Stated goal 1: Reproduce the following dataset rows verbatim, starting at the first of the rows and ending at the line that contains "xmin=350 ymin=99 xmax=423 ymax=150".

Document excerpt:
2014-11-28 Thread Vitaly Kramskikh
Evgeniy,

Responses inline:

2014-11-28 18:31 GMT+03:00 Evgeniy L :

> Hi Vitaly,
>
> I agree with you that conditions can be useful in case of complicated
> plugins, but
> at the same time in case of simple cases it adds a huge amount of
> complexity.
> I would like to avoid forcing user to know about any conditions if he wants
> to add several text fields on the UI.
>
> I have several reasons why we shouldn't do that:
> 1. conditions are described with yet another language with it's own syntax
>
Yes, but is already used in a few places. I want to notice once again -
even a simple LBaaS plugin with a single checkbox needed to utilize this
functionality.

> 2. the language is not documented (solvable)
>
It is documented:
http://docs.mirantis.com/fuel-dev/develop/nailgun/customization/settings.html#expression-syntax

> 3. complicated interface will lead to a lot of bugs for the end user, and
> it will be
> a Fuel team's problem
>
So, you're still calling this interface complicated. Ok, I'm looking
forward to seeing your proposal about dealing with complex plugins.

> 4. in case of several checkboxes you'll have to write a huge conditions
> with
> a lot of "and" statements and it'll be really easy to forget about
> some of them
>
If you have several checkboxes, then it is a complex plugin with complex
configuration, so I see no problem here. There will be many more places
where you can "forget" stuff.

>
> As result in simple cases plugin developer will have to specify the same
> condition of every task in tasks.yaml file, add it to metadata.yaml.
> If you add new checkbox, you should go through all of this files,
> add "and lbaas:new_checkbox_name" statement.
>
Once again, in simple cases checkbox and the conditions (one for task and
one for is_removable) can be easily pregenerated by FPB, so plugin
developer has to do nothing more. If you add a new checkbox which doesn't
affect plugin removeability and tasks, you have to change nothing in plugin
metadata.

Dataset rows:
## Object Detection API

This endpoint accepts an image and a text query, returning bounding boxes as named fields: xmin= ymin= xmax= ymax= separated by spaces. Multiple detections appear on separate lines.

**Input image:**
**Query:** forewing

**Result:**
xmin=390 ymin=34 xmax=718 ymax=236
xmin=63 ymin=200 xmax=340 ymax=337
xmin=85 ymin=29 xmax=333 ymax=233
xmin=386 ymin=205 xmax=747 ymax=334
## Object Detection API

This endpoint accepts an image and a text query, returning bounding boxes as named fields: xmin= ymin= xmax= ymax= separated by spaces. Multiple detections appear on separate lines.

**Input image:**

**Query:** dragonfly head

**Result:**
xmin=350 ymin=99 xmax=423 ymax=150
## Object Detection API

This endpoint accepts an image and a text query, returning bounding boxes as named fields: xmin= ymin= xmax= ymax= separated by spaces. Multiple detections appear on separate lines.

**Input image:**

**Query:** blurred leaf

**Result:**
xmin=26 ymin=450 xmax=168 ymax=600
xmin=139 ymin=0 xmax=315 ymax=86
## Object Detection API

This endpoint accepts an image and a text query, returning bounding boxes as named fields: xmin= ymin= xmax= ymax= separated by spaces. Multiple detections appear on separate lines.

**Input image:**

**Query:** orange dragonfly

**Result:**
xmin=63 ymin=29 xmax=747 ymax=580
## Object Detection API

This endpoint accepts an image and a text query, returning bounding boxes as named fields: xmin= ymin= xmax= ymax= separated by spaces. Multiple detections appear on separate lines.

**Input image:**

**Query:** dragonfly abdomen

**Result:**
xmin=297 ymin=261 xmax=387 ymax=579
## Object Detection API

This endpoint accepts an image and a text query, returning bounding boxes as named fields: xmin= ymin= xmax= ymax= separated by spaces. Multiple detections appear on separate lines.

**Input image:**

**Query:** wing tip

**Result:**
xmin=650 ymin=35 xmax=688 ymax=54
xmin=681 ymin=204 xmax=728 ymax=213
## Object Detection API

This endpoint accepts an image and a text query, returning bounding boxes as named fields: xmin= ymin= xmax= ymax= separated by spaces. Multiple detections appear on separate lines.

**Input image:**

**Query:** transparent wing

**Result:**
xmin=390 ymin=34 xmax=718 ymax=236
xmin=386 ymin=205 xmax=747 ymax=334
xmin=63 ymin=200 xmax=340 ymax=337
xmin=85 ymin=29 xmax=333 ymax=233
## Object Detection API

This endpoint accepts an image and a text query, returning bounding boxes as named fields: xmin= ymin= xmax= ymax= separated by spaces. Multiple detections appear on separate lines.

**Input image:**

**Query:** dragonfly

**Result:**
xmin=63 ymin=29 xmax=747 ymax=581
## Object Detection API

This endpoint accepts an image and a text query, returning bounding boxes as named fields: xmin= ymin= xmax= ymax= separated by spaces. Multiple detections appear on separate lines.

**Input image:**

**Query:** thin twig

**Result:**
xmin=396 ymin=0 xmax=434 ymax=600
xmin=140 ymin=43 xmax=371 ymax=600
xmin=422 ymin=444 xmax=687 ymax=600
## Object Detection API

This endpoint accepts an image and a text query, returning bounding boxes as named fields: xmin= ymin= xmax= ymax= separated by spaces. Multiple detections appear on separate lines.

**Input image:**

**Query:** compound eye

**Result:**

Stated goal 2: Write out, word for word, the part of the email thread on plugin conditions starting at "2014-11-28 18:31 GMT+03:00" and ending at "fields on the UI.".

Finished answer 1:
## Object Detection API

This endpoint accepts an image and a text query, returning bounding boxes as named fields: xmin= ymin= xmax= ymax= separated by spaces. Multiple detections appear on separate lines.

**Input image:**
**Query:** forewing

**Result:**
xmin=390 ymin=34 xmax=718 ymax=236
xmin=63 ymin=200 xmax=340 ymax=337
xmin=85 ymin=29 xmax=333 ymax=233
xmin=386 ymin=205 xmax=747 ymax=334
## Object Detection API

This endpoint accepts an image and a text query, returning bounding boxes as named fields: xmin= ymin= xmax= ymax= separated by spaces. Multiple detections appear on separate lines.

**Input image:**

**Query:** dragonfly head

**Result:**
xmin=350 ymin=99 xmax=423 ymax=150

Finished answer 2:
2014-11-28 18:31 GMT+03:00 Evgeniy L :

> Hi Vitaly,
>
> I agree with you that conditions can be useful in case of complicated
> plugins, but
> at the same time in case of simple cases it adds a huge amount of
> complexity.
> I would like to avoid forcing user to know about any conditions if he wants
> to add several text fields on the UI.